> Passage for review
[Start of Attachment]

Indian social reformer

Mariyumma Mayanali, known as Maliyekkal Mariyumma (1925 - 5 August 2022) was an Indian social reformer from Kerala, who is considered as one of the important icons in the history of women's progress in Kerala. When the Muslim community during her time turned its back on public education, Mariyumma, who was a member of the Thalassery Maliyekkal family, joined a convent school and passed the fifth form, equivalent to the present tenth class and learned English. She is also known for forming the Women's Society and fought against the dowry system, which still exists in India.

==Life==
Maliyekal Mariumma was born in 1925 as the daughter of Manjumma and O. V Abdullah, who was a Muslim community leader. Her parents had participated in the Khilafat Movement. She studied English from a convent school at a time when Muslim women were very backward in the field of education. She joined Thalassery Sacred Heart School in 1938, which was run by the nuns in Mangalore and studied up to fifth standard which is equivalent to today's class ten. She was the only Muslim woman among the 200 students in the school. Mariyumma went to school until her marriage in 1943. Later, when she became pregnant, she started studying at home and became active in social activities. Mariyumma was also known for speech in English. Mariyumma, who held progressive ideas made some important interventions for the upliftment of women, especially the women among the Muslim community. The Women's Society established under the leadership of Mariyumma worked for the upliftment of women. During her final days, she used to read The Hindu, an English newspaper. She died on 5 August 2022 due to age-related issues.

[End of Attachment]

> Input data
[Start of Attachment]

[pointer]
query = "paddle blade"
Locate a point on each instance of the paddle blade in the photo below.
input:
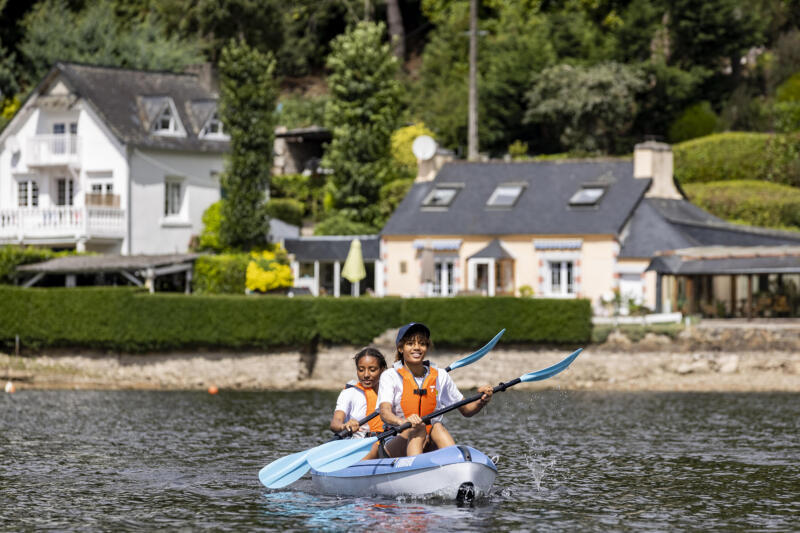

[End of Attachment]

> Tasks to carry out
A. Copy the Mariyumma biography word for word from "Mariyumma Mayanali, known" up to and including "exists in India.".
B. According to the Mariyumma biography, in what year did she join Thalassery Sacred Heart School?
The material has no connection to the Mariyumma biography.

> Answers to this exercise
A.
Mariyumma Mayanali, known as Maliyekkal Mariyumma (1925 - 5 August 2022) was an Indian social reformer from Kerala, who is considered as one of the important icons in the history of women's progress in Kerala. When the Muslim community during her time turned its back on public education, Mariyumma, who was a member of the Thalassery Maliyekkal family, joined a convent school and passed the fifth form, equivalent to the present tenth class and learned English. She is also known for forming the Women's Society and fought against the dowry system, which still exists in India.

B. 1938